Excerpts from a point labeling dataset:
▼
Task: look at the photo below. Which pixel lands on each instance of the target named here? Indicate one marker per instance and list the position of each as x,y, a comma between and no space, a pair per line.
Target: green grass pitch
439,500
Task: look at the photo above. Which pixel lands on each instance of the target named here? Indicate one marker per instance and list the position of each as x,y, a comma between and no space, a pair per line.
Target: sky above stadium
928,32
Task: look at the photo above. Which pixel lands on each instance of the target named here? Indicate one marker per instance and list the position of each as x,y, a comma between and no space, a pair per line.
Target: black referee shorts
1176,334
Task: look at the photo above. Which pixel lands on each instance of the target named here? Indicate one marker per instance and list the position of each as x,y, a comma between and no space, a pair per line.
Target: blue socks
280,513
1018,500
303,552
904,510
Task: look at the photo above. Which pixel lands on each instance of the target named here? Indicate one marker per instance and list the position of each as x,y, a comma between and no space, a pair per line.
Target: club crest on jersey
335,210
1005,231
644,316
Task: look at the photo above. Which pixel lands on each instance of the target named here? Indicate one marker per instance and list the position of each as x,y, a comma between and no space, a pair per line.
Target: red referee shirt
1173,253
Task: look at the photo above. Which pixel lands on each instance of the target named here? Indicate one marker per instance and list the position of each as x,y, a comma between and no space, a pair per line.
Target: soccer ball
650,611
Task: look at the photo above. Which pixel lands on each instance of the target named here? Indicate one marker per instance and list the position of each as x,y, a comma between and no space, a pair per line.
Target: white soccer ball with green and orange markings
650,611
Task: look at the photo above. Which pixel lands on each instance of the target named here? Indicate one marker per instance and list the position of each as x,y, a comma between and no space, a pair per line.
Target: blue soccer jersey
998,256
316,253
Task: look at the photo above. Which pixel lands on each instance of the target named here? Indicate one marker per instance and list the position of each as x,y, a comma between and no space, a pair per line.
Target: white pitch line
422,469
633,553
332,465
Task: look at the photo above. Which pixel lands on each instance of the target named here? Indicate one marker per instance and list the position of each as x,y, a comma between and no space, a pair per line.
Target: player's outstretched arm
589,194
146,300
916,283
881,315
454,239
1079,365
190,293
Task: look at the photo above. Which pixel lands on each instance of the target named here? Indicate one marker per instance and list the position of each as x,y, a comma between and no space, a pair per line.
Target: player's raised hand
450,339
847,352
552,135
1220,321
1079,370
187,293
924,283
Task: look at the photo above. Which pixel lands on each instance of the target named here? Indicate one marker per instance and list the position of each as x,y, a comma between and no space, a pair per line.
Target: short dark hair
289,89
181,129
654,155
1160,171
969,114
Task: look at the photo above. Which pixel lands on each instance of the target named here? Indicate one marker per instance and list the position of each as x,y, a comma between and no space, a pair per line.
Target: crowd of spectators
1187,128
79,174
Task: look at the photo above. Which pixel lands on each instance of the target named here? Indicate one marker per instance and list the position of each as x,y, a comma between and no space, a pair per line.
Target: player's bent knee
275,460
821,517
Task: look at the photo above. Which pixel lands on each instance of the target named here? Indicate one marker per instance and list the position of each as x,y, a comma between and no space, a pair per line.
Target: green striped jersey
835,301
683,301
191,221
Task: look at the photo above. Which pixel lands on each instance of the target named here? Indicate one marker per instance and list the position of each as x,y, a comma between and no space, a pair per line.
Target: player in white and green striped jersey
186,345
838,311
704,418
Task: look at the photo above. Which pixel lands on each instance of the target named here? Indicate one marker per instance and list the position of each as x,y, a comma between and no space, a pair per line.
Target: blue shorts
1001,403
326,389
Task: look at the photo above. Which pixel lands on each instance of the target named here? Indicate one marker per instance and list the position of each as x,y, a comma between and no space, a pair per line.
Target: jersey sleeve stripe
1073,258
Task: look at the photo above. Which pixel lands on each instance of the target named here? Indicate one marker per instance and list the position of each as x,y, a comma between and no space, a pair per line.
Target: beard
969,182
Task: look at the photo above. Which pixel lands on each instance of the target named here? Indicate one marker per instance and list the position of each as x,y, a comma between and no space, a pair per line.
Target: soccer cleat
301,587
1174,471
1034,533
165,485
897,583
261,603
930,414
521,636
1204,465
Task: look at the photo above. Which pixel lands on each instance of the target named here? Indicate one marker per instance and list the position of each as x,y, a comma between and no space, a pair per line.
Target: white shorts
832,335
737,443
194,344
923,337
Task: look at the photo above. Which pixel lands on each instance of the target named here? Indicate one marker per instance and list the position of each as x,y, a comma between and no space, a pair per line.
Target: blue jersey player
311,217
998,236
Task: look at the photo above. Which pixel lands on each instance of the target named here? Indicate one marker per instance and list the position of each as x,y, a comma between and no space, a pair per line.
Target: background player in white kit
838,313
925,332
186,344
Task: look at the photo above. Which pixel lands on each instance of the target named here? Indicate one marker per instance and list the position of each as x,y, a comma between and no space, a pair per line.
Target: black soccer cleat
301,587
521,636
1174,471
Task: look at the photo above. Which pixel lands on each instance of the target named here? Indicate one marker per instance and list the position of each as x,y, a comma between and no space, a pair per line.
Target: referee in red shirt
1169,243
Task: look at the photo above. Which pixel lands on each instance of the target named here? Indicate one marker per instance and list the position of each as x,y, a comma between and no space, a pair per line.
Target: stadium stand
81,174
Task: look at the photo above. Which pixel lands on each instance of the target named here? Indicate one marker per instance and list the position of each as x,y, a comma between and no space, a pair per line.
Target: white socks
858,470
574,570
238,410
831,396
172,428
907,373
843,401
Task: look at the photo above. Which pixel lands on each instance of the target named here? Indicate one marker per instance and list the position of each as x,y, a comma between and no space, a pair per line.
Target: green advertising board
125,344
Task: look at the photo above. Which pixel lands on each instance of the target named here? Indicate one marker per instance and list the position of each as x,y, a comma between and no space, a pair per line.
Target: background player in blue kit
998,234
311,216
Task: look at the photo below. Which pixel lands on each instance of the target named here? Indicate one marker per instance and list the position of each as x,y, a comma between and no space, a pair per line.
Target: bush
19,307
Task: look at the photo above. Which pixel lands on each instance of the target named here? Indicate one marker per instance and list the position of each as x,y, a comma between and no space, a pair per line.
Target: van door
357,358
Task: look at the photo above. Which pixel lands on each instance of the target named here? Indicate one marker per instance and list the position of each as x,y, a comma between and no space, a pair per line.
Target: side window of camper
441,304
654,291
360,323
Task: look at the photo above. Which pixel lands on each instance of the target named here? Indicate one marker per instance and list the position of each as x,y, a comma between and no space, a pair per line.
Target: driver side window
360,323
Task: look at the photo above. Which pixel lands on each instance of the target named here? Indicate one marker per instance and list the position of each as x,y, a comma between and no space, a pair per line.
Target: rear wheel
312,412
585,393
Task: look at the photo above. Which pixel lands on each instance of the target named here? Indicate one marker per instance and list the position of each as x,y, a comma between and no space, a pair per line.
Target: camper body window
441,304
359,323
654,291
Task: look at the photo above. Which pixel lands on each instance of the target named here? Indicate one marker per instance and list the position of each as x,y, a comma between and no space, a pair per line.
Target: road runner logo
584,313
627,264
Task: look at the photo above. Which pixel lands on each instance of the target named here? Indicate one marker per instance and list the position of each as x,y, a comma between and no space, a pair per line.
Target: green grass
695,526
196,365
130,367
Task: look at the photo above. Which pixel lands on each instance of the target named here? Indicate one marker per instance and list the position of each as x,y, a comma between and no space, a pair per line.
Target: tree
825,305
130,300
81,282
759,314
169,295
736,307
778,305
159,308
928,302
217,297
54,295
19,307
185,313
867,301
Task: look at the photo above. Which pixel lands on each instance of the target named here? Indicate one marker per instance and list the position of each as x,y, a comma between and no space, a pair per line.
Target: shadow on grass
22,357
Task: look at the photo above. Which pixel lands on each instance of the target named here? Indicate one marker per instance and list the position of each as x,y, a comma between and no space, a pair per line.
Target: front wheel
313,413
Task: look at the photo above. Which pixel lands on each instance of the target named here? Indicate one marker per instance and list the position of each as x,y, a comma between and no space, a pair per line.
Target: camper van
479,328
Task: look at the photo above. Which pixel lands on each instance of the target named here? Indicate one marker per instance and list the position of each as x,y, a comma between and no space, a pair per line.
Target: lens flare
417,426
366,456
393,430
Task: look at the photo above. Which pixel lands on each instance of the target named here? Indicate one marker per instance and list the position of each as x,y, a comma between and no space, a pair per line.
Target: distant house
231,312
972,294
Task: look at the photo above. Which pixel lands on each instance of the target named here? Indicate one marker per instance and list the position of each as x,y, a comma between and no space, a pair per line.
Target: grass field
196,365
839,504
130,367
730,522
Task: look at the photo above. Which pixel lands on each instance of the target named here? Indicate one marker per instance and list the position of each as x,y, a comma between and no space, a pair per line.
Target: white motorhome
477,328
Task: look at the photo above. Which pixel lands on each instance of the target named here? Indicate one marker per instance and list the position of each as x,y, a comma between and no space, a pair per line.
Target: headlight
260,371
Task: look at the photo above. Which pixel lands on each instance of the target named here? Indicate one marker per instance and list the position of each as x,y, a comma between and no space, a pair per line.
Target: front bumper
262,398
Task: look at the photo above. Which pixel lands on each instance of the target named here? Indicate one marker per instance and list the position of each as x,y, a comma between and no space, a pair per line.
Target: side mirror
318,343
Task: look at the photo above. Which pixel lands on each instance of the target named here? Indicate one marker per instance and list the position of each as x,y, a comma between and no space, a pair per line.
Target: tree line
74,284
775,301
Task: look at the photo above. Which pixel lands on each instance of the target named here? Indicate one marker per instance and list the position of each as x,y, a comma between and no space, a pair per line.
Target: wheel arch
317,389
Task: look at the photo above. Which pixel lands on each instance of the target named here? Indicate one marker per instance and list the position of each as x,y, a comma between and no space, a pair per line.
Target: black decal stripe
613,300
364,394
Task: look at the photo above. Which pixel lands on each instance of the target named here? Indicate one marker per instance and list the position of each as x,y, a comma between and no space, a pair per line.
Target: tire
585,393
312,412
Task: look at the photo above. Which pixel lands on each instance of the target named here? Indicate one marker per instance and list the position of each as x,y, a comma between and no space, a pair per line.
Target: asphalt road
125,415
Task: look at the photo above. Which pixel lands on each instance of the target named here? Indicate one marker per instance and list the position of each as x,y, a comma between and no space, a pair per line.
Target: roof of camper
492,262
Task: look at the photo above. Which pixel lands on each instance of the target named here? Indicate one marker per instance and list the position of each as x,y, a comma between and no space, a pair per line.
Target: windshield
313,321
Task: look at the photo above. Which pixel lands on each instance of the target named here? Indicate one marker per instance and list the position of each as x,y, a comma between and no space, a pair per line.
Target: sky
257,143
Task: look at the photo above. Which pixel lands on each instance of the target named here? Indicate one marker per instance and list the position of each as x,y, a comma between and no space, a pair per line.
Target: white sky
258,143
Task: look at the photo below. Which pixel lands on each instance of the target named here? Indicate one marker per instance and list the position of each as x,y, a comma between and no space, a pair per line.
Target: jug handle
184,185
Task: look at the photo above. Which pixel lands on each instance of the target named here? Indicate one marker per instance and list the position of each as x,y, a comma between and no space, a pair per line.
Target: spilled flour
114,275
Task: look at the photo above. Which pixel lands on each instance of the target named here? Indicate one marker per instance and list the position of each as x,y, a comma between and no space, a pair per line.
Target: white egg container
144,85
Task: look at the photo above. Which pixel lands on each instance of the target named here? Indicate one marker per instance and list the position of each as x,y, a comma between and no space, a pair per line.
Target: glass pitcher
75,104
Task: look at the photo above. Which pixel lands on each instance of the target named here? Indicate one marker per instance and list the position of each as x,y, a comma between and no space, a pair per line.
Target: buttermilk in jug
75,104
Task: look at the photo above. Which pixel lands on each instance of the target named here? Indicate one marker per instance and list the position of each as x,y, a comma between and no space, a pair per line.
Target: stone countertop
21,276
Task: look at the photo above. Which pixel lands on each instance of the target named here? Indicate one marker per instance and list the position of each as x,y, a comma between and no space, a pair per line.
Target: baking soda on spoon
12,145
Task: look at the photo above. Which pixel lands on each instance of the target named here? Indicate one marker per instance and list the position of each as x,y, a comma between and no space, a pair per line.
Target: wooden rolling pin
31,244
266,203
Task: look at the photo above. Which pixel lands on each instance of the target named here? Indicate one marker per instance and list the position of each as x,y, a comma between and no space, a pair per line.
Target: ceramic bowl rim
▲
- YOUR OBJECTIVE
Return each line of the material above that contains the string "soccer", copied unchanged.

- TASK RESULT
Target: soccer ball
Target: white soccer ball with green and orange markings
Target: blue soccer jersey
Target: soccer cleat
Target: black soccer cleat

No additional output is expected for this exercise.